-- Task details --
Gather every line in the records below that contains the string "olive", treating uppercase and lowercase letters as distinct.

------ Records provided

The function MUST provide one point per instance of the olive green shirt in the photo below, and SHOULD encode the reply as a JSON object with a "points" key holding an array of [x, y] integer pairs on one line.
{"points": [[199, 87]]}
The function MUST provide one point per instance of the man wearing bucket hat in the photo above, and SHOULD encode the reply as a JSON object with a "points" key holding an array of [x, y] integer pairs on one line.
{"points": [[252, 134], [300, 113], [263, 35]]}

------------
------ Records provided

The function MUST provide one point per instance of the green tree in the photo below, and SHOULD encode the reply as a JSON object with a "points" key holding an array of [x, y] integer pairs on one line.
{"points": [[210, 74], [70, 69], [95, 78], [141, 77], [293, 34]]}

------------
------ Records provided

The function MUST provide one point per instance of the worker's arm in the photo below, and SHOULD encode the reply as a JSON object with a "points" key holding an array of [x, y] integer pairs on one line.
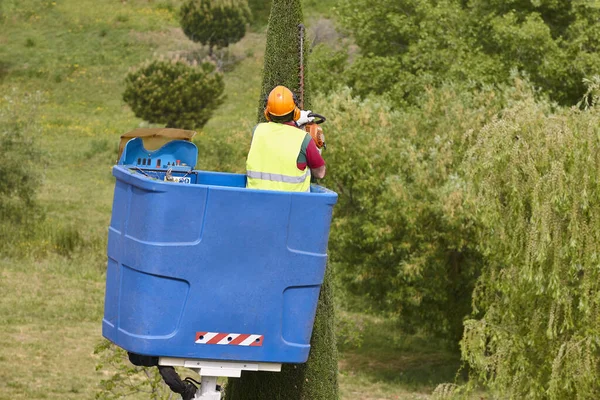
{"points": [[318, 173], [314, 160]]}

------------

-- Written reply --
The function MUST provide one point per instance of the olive green shirt in the photo below, and SHOULD encode the reply as a JSON object with a "points" key holding an array of [x, y] integer pairs on one line.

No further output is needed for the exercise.